§ TASK DESCRIPTION
Reproduce the data below verbatim, leaving the pictures out of your answer.
╭─ MATERIAL SUPPLIED
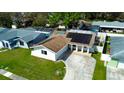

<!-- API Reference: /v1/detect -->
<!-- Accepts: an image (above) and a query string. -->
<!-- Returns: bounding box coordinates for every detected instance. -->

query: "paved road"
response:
[64,53,96,80]
[106,67,124,80]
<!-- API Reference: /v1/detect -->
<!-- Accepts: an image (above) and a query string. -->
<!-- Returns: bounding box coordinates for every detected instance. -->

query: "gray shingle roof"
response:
[92,21,124,28]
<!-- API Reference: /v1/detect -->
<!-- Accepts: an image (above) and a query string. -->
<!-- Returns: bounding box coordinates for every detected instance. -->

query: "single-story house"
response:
[31,31,96,61]
[92,21,124,30]
[0,28,49,49]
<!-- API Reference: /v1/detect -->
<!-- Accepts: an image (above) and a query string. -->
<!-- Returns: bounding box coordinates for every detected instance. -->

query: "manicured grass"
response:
[0,48,6,51]
[0,49,65,80]
[92,53,106,80]
[0,75,11,80]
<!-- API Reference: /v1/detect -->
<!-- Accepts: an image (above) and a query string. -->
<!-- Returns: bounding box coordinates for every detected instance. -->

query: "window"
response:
[20,41,24,46]
[41,50,47,55]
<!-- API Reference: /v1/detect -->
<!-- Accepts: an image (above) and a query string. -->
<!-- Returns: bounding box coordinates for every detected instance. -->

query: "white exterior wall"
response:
[118,62,124,69]
[17,40,28,48]
[0,41,3,48]
[55,44,68,60]
[31,47,56,61]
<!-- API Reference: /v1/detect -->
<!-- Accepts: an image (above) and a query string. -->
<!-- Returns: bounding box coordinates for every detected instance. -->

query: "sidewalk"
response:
[0,69,27,80]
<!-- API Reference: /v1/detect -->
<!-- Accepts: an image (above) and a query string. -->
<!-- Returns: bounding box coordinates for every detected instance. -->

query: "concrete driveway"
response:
[106,67,124,80]
[64,52,96,80]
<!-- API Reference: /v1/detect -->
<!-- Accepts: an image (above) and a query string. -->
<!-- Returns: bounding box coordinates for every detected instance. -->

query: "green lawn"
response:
[0,48,65,80]
[92,53,106,80]
[0,75,11,80]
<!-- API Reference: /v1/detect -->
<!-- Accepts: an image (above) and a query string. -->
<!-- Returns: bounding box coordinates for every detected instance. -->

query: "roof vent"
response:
[12,25,17,29]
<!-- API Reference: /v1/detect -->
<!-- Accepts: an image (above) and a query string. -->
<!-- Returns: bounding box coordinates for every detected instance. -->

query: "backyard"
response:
[92,53,106,80]
[0,48,65,80]
[0,75,11,80]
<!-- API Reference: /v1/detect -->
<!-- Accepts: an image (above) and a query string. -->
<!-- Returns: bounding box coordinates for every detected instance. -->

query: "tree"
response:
[0,13,13,28]
[48,12,84,27]
[32,14,47,26]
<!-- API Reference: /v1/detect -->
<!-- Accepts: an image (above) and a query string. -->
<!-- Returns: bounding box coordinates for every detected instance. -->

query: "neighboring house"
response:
[31,36,69,61]
[0,28,50,49]
[92,21,124,32]
[31,31,96,61]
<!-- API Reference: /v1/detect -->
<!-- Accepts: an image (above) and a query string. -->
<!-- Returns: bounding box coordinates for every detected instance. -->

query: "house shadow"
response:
[57,49,73,61]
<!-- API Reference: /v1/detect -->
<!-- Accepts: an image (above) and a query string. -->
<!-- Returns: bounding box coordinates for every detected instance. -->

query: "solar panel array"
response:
[66,33,92,44]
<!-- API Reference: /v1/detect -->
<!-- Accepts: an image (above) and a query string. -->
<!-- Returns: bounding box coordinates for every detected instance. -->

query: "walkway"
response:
[106,67,124,80]
[64,52,96,80]
[0,69,27,80]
╰─
§ FINISHED TASK
<!-- API Reference: /v1/detect -->
<!-- Accepts: an image (above) and a query string. -->
<!-- Returns: bounding box coordinates for every detected instance. -->

query: "paved road"
response:
[64,53,96,80]
[106,67,124,80]
<!-- API Reference: /v1/detect -->
<!-- Accepts: an image (above) and a query string. -->
<!-- Returns: bounding box coordinates for every detected instance. -->

query: "gray shingle roof"
response:
[92,21,124,28]
<!-- API Reference: /v1/detect -->
<!-- Accepts: an image (above) and a query string. -->
<!-- Returns: bounding box coordinates for every detected instance. -->

query: "single-story house"
response:
[31,31,96,61]
[92,21,124,30]
[0,28,49,49]
<!-- API Reference: /v1/detect -->
<!-- Accepts: an image (above) and a query string. -->
<!-- Returns: bounding box coordinates for every detected instance. -->

query: "manicured grass"
response:
[0,48,6,51]
[0,49,65,80]
[92,53,106,80]
[0,75,11,80]
<!-- API Reference: /v1/detect -->
<!-- Accepts: an image (above) and a query string. -->
<!-- Returns: bounding box coordinates for every detected instance. -->

query: "window"
response:
[20,41,24,46]
[41,50,47,55]
<!-- API Reference: /v1/detect -->
<!-- Accepts: an image (above) and a query string. -->
<!-- Returns: bounding box coordinates for every detected instance. -->

query: "white exterior wall"
response:
[118,62,124,69]
[17,40,28,48]
[0,41,3,48]
[55,44,68,60]
[31,47,56,61]
<!-- API Reference: /v1/detect -->
<!-- Accepts: an image (above) and a query string. -->
<!-- Returns: bounding box coordinates for every detected instance. -->

query: "sidewalk"
response:
[0,69,27,80]
<!-- API Reference: /v1/detect -->
<!-- Accepts: an image (above) and a query string. -->
<!-- Returns: bounding box coordinates for every detected instance. -->

query: "concrete driveway"
response:
[106,67,124,80]
[64,52,96,80]
<!-- API Reference: /v1/detect -->
<!-- Accepts: an image (above) and a query string. -->
<!-- Returns: bounding box coordinates for every detected instance. -->

query: "green lawn"
response:
[0,48,65,80]
[92,53,106,80]
[0,75,11,80]
<!-- API Reference: /v1/detect -->
<!-- Accepts: an image (above) and a query string. -->
<!-- Returns: bounding box coordinates for every detected instance. -->

query: "roof vent"
response:
[12,25,17,29]
<!-- API Reference: /v1/detect -->
<!-- Accepts: an image (above) and a query string. -->
<!-- Returns: bounding box coordinates for every detected instance. -->

query: "backyard"
response:
[92,53,106,80]
[0,48,65,80]
[0,75,11,80]
<!-- API Reference: /v1/detect -->
<!-- Accepts: an image (above) and a query string. -->
<!-- Returns: bounding box coordinates for every detected instance. -->

query: "tree"
response:
[0,13,13,28]
[48,12,84,27]
[32,14,47,26]
<!-- API Reference: /v1/detect -->
<!-- Accepts: an image (above) and a query string. -->
<!-- Returns: bounding box coordinates for every detected instance. -->

query: "neighboring house"
response:
[31,36,69,61]
[0,28,50,49]
[92,21,124,32]
[31,31,96,61]
<!-- API Reference: /v1/detect -->
<!-- Accepts: an image (above) and a query string. -->
<!-- Returns: bounding box coordinates for every detected instance. -->

query: "house shadow"
response:
[57,49,73,61]
<!-- API Reference: /v1/detect -->
<!-- Accepts: an image (above) and a query string. -->
<!-- Returns: bounding box coordinates for every detected instance. -->

query: "solar panel array"
response:
[66,33,92,44]
<!-- API Reference: /v1/detect -->
<!-- Accepts: an image (above) and a query string. -->
<!-- Returns: bounding box coordinates for every detected instance. -->

query: "walkway"
response:
[106,67,124,80]
[64,52,96,80]
[0,69,27,80]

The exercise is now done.